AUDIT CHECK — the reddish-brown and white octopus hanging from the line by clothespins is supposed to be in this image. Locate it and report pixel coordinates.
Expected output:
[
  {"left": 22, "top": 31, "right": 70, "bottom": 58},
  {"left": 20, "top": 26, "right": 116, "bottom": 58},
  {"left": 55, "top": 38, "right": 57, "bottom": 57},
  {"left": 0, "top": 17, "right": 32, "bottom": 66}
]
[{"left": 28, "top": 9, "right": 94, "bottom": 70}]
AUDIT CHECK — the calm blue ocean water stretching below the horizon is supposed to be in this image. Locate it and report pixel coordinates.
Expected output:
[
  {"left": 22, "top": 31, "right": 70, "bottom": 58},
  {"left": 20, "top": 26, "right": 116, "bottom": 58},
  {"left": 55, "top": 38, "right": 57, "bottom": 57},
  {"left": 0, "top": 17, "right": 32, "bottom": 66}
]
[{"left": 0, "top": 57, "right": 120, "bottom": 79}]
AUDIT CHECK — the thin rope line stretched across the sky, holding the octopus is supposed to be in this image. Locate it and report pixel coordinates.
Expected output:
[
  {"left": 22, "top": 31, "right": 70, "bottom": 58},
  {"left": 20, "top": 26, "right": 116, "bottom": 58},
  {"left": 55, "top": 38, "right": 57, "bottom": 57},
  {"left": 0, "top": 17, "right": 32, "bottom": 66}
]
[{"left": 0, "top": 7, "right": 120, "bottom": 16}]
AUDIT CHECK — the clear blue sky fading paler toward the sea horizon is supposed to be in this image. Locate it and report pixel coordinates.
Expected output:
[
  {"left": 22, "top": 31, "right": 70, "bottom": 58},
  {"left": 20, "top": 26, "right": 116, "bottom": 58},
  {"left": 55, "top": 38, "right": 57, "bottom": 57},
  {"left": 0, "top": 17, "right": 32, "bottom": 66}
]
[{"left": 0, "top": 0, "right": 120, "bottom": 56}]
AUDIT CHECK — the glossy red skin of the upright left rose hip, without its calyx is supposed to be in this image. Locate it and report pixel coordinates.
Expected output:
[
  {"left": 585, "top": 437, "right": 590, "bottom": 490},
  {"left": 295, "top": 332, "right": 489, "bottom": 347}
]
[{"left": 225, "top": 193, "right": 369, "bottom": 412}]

▸ Your task: Pull out all lines from the entries above in which the word "horizon" appears.

▸ Answer to this exercise:
AUDIT CHECK — the calm blue ocean water stretching below the horizon is supposed to be in this image. Locate it and report pixel coordinates.
AUDIT CHECK — the clear blue sky fading paler toward the sea horizon is supposed to be in this image. Locate it and report pixel coordinates.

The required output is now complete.